Entries from a dataset:
******
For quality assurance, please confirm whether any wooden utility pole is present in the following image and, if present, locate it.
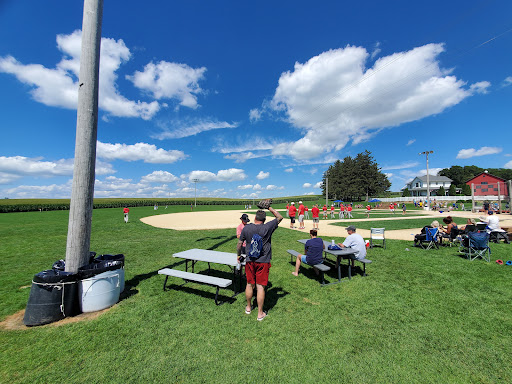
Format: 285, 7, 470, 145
66, 0, 103, 272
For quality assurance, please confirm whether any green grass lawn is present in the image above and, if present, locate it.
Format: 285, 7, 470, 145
0, 206, 512, 383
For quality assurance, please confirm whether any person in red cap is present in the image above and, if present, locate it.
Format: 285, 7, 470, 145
236, 213, 250, 255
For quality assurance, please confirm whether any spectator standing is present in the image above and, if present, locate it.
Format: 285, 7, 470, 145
346, 204, 354, 219
236, 213, 250, 255
288, 201, 297, 229
311, 204, 320, 231
237, 207, 283, 321
299, 201, 306, 229
123, 206, 130, 223
292, 229, 325, 276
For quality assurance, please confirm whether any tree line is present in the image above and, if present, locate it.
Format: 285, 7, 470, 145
321, 150, 391, 201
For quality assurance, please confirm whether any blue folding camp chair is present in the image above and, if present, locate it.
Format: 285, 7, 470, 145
420, 227, 439, 249
464, 231, 491, 262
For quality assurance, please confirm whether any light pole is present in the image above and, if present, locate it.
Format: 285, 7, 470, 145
192, 179, 199, 208
419, 151, 434, 211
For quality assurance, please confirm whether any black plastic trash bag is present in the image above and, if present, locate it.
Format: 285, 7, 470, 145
23, 269, 80, 326
78, 260, 123, 280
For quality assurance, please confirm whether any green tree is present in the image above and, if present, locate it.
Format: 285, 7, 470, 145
322, 151, 391, 201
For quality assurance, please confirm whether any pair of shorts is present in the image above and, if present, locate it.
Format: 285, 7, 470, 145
245, 261, 270, 286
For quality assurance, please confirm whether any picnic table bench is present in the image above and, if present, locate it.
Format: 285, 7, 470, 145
158, 249, 243, 305
297, 239, 372, 284
286, 249, 331, 286
158, 268, 232, 305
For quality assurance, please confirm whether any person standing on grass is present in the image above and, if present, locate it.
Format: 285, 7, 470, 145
123, 205, 130, 223
338, 225, 366, 268
288, 201, 297, 229
299, 201, 305, 229
311, 204, 320, 231
346, 204, 354, 219
292, 229, 325, 276
236, 213, 250, 255
236, 207, 283, 321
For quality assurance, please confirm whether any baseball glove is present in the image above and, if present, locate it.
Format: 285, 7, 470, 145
256, 199, 272, 209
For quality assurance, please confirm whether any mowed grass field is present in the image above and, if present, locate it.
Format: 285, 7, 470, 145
0, 207, 512, 383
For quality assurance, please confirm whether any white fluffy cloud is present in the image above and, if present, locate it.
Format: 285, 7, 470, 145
181, 168, 247, 182
256, 171, 270, 180
0, 156, 115, 184
270, 44, 489, 159
0, 30, 206, 120
126, 61, 206, 108
249, 108, 261, 122
151, 120, 238, 140
97, 141, 187, 164
140, 171, 179, 183
457, 147, 503, 159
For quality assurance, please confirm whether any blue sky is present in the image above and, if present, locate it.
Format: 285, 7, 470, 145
0, 0, 512, 198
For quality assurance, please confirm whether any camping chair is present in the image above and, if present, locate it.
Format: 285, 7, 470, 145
370, 228, 386, 248
489, 230, 510, 244
448, 228, 461, 247
464, 231, 491, 262
420, 227, 439, 249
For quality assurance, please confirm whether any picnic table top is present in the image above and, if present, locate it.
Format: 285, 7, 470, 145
297, 239, 356, 256
173, 248, 238, 267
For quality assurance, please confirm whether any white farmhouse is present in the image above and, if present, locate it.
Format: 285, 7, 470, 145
403, 176, 453, 197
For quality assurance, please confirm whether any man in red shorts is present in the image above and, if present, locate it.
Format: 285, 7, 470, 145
236, 207, 283, 321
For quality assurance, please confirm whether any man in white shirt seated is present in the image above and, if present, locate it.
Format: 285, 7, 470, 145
338, 225, 366, 267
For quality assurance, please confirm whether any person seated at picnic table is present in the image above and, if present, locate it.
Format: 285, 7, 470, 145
338, 225, 366, 268
414, 220, 439, 247
487, 211, 509, 244
292, 229, 325, 276
460, 218, 476, 233
440, 216, 459, 238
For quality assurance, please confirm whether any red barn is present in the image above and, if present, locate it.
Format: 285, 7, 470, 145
466, 172, 508, 196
******
* [Description of the task] Copy out every entry above word for word, leaving out the pictures.

* [The completed task]
For quality assurance, please confirm whether any wooden utility pole is present in the following image and, if present, locate it.
Format: 285, 7, 470, 145
66, 0, 103, 272
For quality assurance, please confirm whether any green grass lawn is present in the image above and, if present, locate it.
Format: 285, 7, 470, 145
0, 206, 512, 383
For quality assurance, please confirm whether any person in red cap is present in the image above and, if present, locate it.
Format: 285, 7, 470, 145
236, 213, 250, 255
For quality assurance, please confirm whether any spectator standing is present in the image above and, if present, locate it.
Format: 285, 7, 470, 145
346, 204, 354, 219
236, 213, 250, 255
288, 201, 297, 229
311, 204, 320, 231
237, 207, 283, 321
299, 201, 306, 229
123, 206, 130, 223
292, 229, 325, 276
For quality assurance, please confirm whether any tree line is present in the image above and, if present, locate it.
Format: 285, 7, 470, 145
321, 150, 391, 201
For quality assurance, please confirm whether any blue folding camp chair is present in the image above and, if present, locate it.
Format: 285, 7, 470, 145
420, 227, 439, 249
464, 231, 491, 262
For quality assurance, please confirm whether any light pole is present in the image above and, if present, locate it.
Format: 285, 7, 470, 145
192, 179, 199, 208
419, 151, 434, 211
For quality assurance, please confirm whether any black plastic trash bag is present in the image above and, if present, locate it.
Format: 285, 7, 470, 145
23, 269, 80, 326
78, 260, 123, 280
For quality assurance, please confirm whether any green tree is present in the image above and, if present, locate it.
Format: 285, 7, 470, 145
322, 151, 391, 201
For quality assurance, please confirm whether any pair of shorts is present in the image above and, if present, locate it.
Format: 285, 7, 470, 145
245, 261, 270, 286
For quality assurance, please confirm whether any picnic table bench is present in the image above and, if present, locate it.
Format: 285, 7, 470, 145
158, 249, 243, 305
297, 239, 372, 284
286, 249, 331, 286
158, 268, 232, 305
For quality assurance, please confirm whether any person standing on grass is present in the image above and, if present, locate it.
Format: 285, 7, 470, 145
123, 205, 130, 223
338, 225, 366, 268
288, 201, 297, 229
299, 201, 305, 229
311, 204, 320, 231
346, 204, 354, 219
292, 229, 325, 276
236, 213, 250, 255
236, 207, 283, 321
For quality assurance, please confirm whether any baseball glove is present in the image above and, if present, locate it.
Format: 285, 7, 470, 145
256, 199, 272, 209
For quality assurance, please confirm whether any mowed grass field is present in the image above and, if present, locate it.
Format: 285, 7, 470, 145
0, 207, 512, 383
For quality assurance, please confirm whether any white fluffy cloud is present in the image above and, if present, locate it.
Format: 285, 7, 470, 145
181, 168, 247, 182
256, 171, 270, 180
0, 156, 115, 184
270, 44, 489, 159
0, 30, 206, 120
126, 61, 206, 108
249, 108, 261, 122
151, 120, 238, 140
97, 141, 187, 164
140, 171, 179, 183
457, 147, 503, 159
For quality assurance, please confirm whether any blue sky is present in the image above and, if present, locate it.
Format: 285, 7, 470, 145
0, 0, 512, 198
For quality assurance, please confirm whether any camping chair is present in the image above and, if present, locate it.
Format: 285, 7, 470, 145
370, 228, 386, 248
489, 230, 510, 244
448, 228, 461, 247
464, 231, 491, 262
420, 227, 439, 249
For quality assurance, please confirm whether any picnic table top is present in the image above and, if present, locate it.
Format: 285, 7, 470, 145
297, 239, 356, 256
173, 248, 238, 267
For quality assurance, please confirm whether any white farmhouse is present in the image above and, if present, locate it.
Format: 285, 7, 470, 145
403, 176, 453, 197
For quality assurance, please confirm whether any man in red shorts is present in the image above and, if present, locate it.
Format: 285, 7, 470, 145
236, 207, 283, 321
For quality assurance, please confirm whether any man in white shirt seated is present in the image above and, if present, locate it.
Format: 285, 7, 470, 145
338, 225, 366, 267
For quality assurance, please confirm whether any person seated at picnic table is present in the image above and, if present, locate it.
Format: 285, 7, 470, 145
338, 225, 366, 268
414, 220, 439, 247
487, 211, 509, 244
292, 229, 325, 276
460, 218, 476, 233
440, 216, 459, 238
For quality assurance, please confirm whether any red barn is present in the image above and, if present, locate it.
Format: 285, 7, 470, 145
466, 172, 508, 196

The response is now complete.